◆ Goal ◆
List every line in the material below that contains the word "woman".

◆ Data shown ◆

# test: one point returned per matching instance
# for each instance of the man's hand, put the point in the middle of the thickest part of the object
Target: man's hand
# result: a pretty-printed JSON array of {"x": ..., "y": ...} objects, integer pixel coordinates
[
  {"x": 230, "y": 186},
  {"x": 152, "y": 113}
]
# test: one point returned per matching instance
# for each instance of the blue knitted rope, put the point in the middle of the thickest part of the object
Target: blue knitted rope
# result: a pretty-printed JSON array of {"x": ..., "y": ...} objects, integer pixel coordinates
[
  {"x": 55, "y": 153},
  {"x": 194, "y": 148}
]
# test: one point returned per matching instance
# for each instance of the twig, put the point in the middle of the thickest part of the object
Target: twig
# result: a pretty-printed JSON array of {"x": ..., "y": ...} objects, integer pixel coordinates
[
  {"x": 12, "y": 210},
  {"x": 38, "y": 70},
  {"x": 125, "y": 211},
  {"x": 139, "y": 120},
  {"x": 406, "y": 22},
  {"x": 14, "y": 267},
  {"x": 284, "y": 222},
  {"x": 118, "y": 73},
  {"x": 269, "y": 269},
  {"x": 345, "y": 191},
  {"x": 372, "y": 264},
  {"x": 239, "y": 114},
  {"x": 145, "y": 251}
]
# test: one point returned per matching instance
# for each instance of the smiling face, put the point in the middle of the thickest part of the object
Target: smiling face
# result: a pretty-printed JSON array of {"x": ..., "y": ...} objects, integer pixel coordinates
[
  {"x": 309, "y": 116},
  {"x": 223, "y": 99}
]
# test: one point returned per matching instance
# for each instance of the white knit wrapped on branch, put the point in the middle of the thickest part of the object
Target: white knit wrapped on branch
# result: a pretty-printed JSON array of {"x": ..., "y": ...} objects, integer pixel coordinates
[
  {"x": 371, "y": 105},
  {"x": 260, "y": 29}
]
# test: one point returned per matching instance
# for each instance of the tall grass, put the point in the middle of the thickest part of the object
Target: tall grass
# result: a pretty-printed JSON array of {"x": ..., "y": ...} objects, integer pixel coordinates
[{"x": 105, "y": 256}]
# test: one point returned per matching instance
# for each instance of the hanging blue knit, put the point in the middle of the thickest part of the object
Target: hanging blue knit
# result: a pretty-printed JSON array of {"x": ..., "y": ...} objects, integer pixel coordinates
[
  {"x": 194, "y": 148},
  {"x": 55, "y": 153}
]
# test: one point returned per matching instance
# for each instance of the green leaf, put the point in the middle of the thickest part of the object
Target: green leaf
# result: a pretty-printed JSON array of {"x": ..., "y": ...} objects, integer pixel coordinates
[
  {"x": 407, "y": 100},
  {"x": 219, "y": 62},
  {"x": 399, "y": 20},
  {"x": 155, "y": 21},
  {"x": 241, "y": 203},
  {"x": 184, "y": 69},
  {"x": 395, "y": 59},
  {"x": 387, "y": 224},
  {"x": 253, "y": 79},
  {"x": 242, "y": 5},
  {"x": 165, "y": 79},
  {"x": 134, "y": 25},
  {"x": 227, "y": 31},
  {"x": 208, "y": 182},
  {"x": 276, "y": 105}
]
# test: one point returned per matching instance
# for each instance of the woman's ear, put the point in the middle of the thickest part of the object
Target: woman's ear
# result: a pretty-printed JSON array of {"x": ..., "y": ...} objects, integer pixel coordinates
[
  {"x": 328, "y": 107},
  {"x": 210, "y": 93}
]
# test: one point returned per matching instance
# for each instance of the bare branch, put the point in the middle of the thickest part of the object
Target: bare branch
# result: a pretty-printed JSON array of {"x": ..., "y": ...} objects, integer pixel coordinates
* * *
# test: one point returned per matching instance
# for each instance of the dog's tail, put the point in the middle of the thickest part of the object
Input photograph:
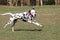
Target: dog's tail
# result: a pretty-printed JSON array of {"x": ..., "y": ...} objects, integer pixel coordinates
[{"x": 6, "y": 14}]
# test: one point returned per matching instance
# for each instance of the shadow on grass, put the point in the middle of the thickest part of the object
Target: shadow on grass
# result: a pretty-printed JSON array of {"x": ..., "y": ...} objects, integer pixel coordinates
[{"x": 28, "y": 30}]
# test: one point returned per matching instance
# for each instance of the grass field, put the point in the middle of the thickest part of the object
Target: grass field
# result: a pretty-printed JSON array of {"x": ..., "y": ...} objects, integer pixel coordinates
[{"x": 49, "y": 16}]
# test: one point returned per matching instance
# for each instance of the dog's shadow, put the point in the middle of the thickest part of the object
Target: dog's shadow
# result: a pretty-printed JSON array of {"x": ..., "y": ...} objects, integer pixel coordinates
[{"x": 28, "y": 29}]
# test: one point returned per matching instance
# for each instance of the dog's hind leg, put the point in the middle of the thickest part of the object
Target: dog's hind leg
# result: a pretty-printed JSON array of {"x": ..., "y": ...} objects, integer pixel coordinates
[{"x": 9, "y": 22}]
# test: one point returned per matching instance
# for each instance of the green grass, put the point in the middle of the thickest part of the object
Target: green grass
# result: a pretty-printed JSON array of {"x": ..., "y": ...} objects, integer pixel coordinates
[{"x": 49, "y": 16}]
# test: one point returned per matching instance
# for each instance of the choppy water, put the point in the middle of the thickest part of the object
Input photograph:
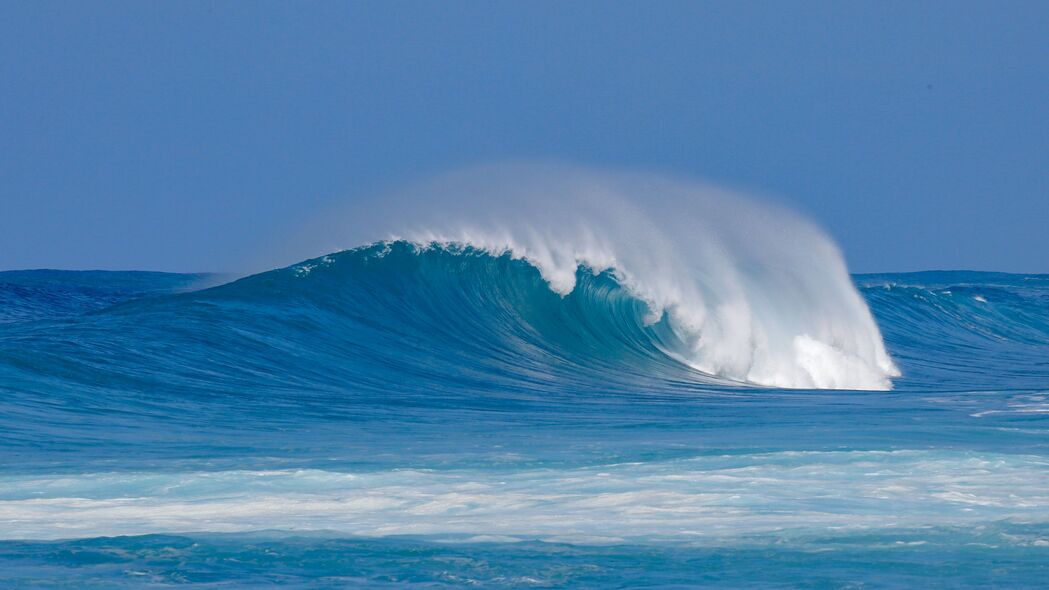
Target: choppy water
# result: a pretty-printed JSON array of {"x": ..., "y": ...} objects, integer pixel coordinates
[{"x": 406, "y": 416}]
* * *
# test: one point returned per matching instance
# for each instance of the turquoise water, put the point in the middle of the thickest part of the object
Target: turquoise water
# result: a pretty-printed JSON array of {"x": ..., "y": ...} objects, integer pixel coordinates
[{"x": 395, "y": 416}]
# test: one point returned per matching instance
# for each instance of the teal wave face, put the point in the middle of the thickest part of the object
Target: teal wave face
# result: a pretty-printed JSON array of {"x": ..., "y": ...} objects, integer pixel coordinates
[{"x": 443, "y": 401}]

◆ The completed task ◆
# for each instance of the woman's ear, put the point in the middle of the thickest part of the object
Target: woman's ear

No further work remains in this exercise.